### TASK GOAL
For the entries that follow, say how many lines hold the string "yellow", with nothing else in the reply.

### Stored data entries
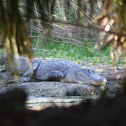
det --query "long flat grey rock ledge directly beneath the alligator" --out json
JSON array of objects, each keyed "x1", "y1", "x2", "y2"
[{"x1": 2, "y1": 82, "x2": 103, "y2": 97}]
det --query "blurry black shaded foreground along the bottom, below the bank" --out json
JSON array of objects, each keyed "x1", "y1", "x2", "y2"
[{"x1": 0, "y1": 80, "x2": 126, "y2": 126}]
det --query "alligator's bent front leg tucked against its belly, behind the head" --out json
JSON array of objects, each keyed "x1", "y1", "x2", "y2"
[{"x1": 37, "y1": 71, "x2": 63, "y2": 81}]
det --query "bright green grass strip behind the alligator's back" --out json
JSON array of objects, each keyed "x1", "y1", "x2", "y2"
[{"x1": 33, "y1": 38, "x2": 124, "y2": 65}]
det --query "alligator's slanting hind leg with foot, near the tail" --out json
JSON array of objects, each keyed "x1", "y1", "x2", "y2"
[{"x1": 21, "y1": 63, "x2": 39, "y2": 83}]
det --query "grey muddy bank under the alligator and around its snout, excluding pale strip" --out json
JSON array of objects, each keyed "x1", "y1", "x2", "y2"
[{"x1": 2, "y1": 61, "x2": 124, "y2": 97}]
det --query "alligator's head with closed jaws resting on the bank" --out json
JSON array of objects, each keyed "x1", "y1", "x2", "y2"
[{"x1": 65, "y1": 68, "x2": 107, "y2": 85}]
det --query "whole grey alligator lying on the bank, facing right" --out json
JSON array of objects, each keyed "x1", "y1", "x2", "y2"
[{"x1": 3, "y1": 56, "x2": 107, "y2": 85}]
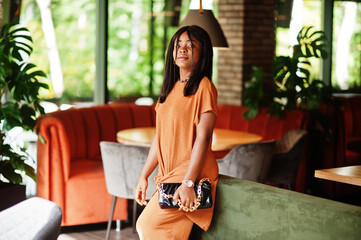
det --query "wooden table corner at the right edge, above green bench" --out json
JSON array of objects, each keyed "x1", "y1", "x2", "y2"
[{"x1": 315, "y1": 166, "x2": 361, "y2": 186}]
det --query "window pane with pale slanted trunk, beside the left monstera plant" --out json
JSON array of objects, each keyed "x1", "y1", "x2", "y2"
[{"x1": 20, "y1": 0, "x2": 96, "y2": 103}]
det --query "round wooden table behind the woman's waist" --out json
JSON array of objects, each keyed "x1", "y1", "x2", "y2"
[{"x1": 117, "y1": 127, "x2": 262, "y2": 151}]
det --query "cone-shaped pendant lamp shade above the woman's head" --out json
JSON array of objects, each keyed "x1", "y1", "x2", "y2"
[{"x1": 180, "y1": 9, "x2": 228, "y2": 48}]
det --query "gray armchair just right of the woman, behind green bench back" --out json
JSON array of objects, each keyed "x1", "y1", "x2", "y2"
[{"x1": 217, "y1": 141, "x2": 275, "y2": 183}]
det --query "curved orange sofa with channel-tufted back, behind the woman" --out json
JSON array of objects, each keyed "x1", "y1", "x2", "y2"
[{"x1": 37, "y1": 104, "x2": 305, "y2": 226}]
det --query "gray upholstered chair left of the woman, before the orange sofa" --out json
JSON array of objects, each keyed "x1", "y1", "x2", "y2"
[{"x1": 100, "y1": 141, "x2": 158, "y2": 239}]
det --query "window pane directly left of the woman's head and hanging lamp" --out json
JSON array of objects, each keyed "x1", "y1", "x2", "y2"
[{"x1": 108, "y1": 0, "x2": 197, "y2": 102}]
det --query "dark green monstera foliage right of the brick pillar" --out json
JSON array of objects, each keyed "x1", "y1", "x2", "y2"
[{"x1": 242, "y1": 27, "x2": 340, "y2": 138}]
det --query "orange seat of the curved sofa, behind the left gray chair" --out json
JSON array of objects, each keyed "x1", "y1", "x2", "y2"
[{"x1": 64, "y1": 159, "x2": 128, "y2": 225}]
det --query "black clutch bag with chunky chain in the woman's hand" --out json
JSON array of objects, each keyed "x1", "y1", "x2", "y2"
[{"x1": 157, "y1": 178, "x2": 212, "y2": 212}]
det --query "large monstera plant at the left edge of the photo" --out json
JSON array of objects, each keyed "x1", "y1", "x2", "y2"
[{"x1": 0, "y1": 23, "x2": 48, "y2": 183}]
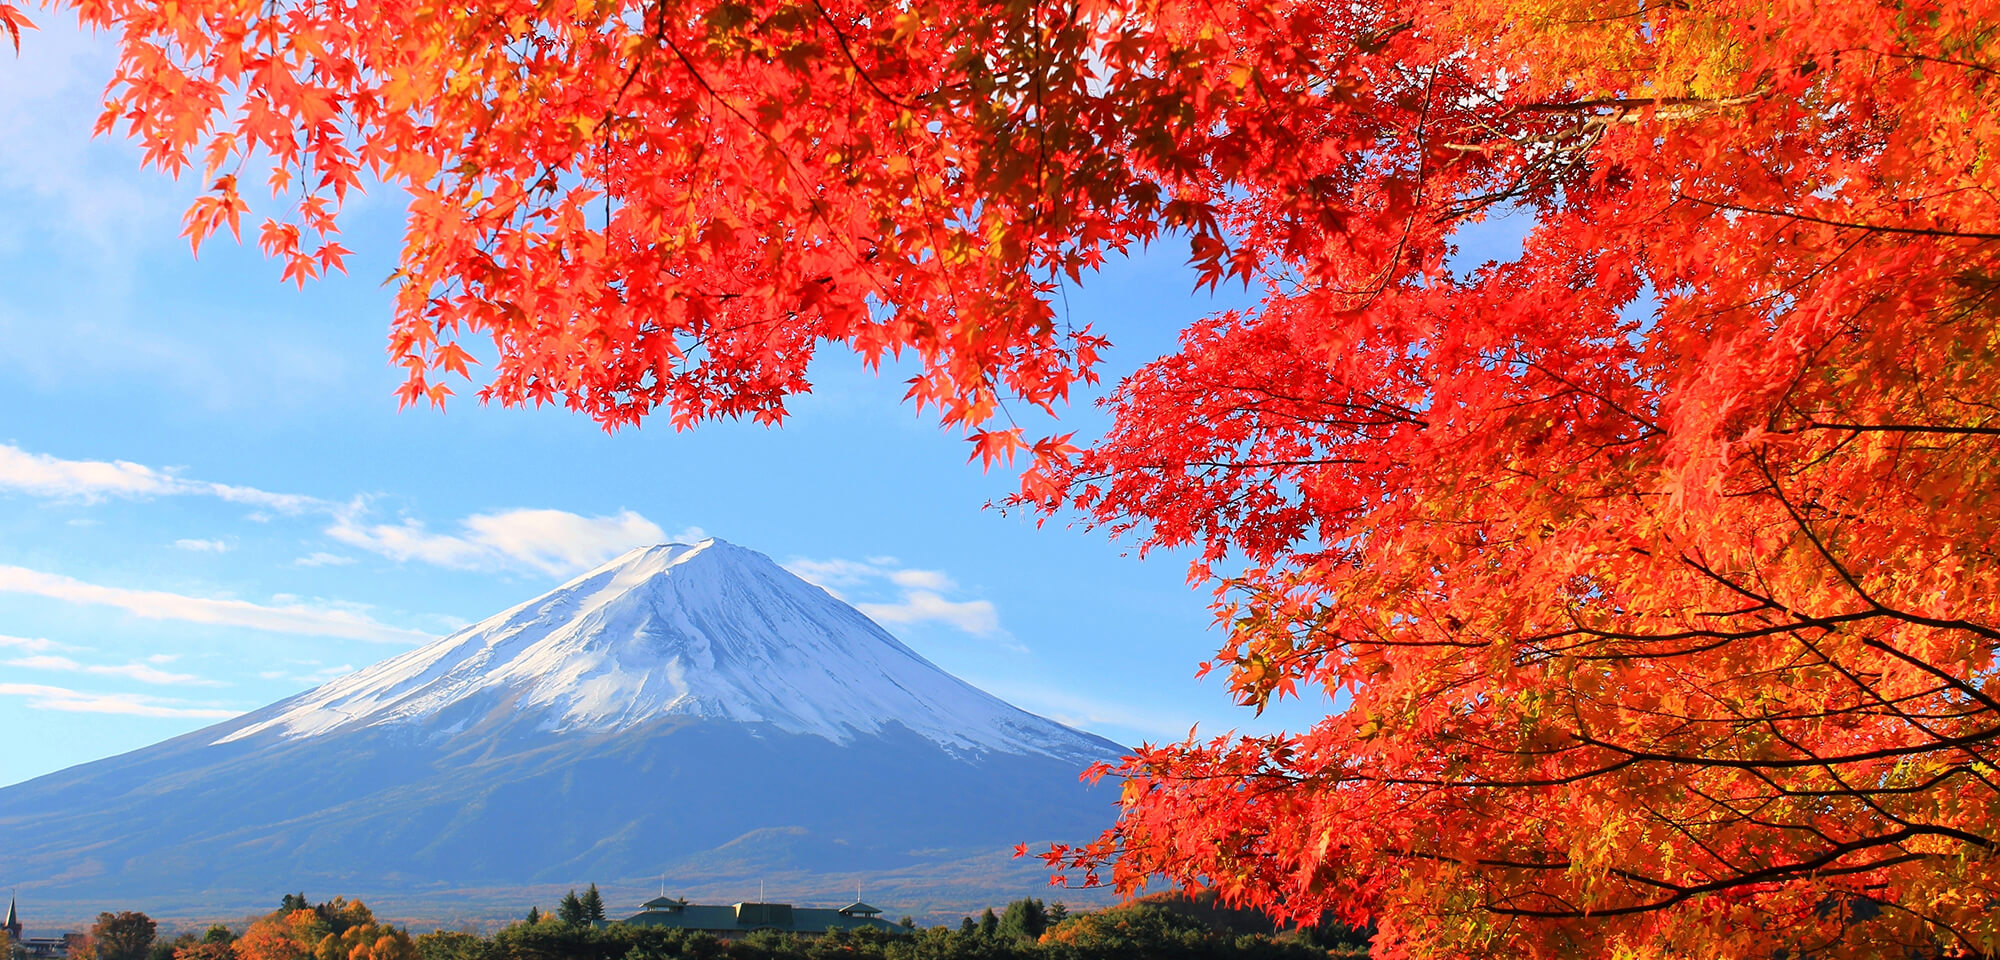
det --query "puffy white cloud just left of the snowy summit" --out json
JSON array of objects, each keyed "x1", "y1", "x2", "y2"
[{"x1": 326, "y1": 510, "x2": 666, "y2": 576}]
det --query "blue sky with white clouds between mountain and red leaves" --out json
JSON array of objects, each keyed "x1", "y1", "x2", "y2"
[{"x1": 0, "y1": 12, "x2": 1360, "y2": 784}]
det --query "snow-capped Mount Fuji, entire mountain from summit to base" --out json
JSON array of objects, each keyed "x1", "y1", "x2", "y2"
[{"x1": 0, "y1": 540, "x2": 1124, "y2": 916}]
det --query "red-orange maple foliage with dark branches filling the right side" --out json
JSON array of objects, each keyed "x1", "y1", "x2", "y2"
[{"x1": 1016, "y1": 2, "x2": 2000, "y2": 956}]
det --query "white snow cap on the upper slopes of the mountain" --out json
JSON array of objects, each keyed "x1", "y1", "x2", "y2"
[{"x1": 227, "y1": 540, "x2": 1116, "y2": 764}]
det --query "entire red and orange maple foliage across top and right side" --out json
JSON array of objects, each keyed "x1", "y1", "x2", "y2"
[{"x1": 27, "y1": 0, "x2": 2000, "y2": 960}]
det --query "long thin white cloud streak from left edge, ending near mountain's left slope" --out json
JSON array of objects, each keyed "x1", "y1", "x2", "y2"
[{"x1": 0, "y1": 566, "x2": 430, "y2": 644}]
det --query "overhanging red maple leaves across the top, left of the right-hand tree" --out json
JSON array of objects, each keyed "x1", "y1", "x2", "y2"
[{"x1": 76, "y1": 0, "x2": 1160, "y2": 442}]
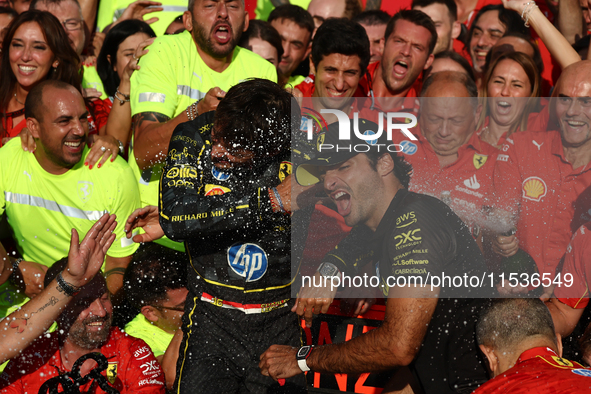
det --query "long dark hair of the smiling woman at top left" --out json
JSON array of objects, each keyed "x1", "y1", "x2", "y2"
[{"x1": 0, "y1": 10, "x2": 82, "y2": 123}]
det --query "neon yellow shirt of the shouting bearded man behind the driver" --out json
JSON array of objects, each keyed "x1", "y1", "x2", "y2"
[{"x1": 129, "y1": 31, "x2": 277, "y2": 250}]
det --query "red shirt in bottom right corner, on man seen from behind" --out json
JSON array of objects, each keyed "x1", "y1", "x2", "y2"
[{"x1": 473, "y1": 347, "x2": 591, "y2": 394}]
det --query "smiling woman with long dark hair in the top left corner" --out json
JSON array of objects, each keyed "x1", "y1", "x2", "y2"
[{"x1": 0, "y1": 11, "x2": 81, "y2": 144}]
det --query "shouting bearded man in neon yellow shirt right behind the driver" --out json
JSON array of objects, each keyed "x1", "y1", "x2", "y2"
[{"x1": 129, "y1": 0, "x2": 277, "y2": 251}]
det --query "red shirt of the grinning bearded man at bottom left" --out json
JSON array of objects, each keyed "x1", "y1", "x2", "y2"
[{"x1": 0, "y1": 328, "x2": 165, "y2": 394}]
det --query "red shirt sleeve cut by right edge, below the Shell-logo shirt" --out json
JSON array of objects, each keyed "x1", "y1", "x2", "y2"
[{"x1": 554, "y1": 222, "x2": 591, "y2": 309}]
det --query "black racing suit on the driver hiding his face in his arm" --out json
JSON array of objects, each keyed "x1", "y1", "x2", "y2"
[{"x1": 159, "y1": 112, "x2": 305, "y2": 393}]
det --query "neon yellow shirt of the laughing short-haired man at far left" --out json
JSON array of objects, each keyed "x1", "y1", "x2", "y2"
[{"x1": 0, "y1": 138, "x2": 140, "y2": 316}]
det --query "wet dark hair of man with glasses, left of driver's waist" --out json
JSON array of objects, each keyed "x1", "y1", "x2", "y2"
[{"x1": 123, "y1": 243, "x2": 190, "y2": 309}]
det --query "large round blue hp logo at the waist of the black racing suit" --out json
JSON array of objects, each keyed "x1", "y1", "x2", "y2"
[{"x1": 228, "y1": 243, "x2": 269, "y2": 282}]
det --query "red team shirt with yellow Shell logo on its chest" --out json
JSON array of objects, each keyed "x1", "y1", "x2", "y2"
[{"x1": 489, "y1": 131, "x2": 591, "y2": 275}]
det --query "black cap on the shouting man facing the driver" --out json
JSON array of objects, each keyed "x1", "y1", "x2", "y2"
[{"x1": 295, "y1": 119, "x2": 395, "y2": 186}]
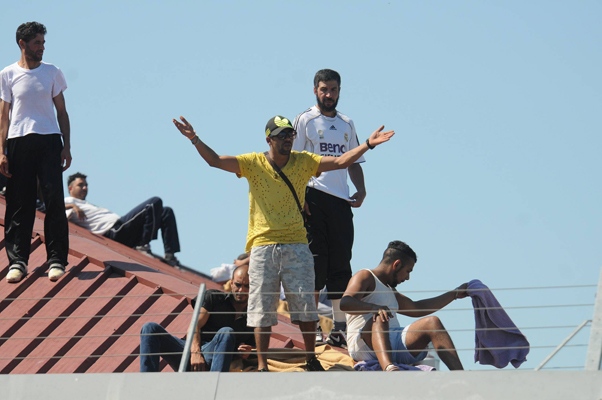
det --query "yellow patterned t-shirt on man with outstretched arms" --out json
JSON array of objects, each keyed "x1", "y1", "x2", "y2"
[{"x1": 236, "y1": 151, "x2": 322, "y2": 251}]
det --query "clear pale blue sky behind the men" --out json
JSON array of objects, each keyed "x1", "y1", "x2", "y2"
[{"x1": 0, "y1": 0, "x2": 602, "y2": 369}]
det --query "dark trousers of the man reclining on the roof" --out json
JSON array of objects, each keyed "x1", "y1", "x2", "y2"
[{"x1": 104, "y1": 197, "x2": 180, "y2": 254}]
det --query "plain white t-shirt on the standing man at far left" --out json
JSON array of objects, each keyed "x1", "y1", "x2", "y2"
[{"x1": 0, "y1": 63, "x2": 67, "y2": 139}]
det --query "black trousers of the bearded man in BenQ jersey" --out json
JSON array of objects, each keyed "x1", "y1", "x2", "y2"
[{"x1": 305, "y1": 188, "x2": 354, "y2": 299}]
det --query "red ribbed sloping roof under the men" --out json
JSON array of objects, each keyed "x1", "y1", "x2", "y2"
[{"x1": 0, "y1": 196, "x2": 303, "y2": 374}]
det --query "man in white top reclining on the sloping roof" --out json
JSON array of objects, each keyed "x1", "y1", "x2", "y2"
[{"x1": 65, "y1": 172, "x2": 180, "y2": 266}]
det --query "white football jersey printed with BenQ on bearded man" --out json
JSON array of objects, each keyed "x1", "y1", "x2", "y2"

### EXPECTED ANSWER
5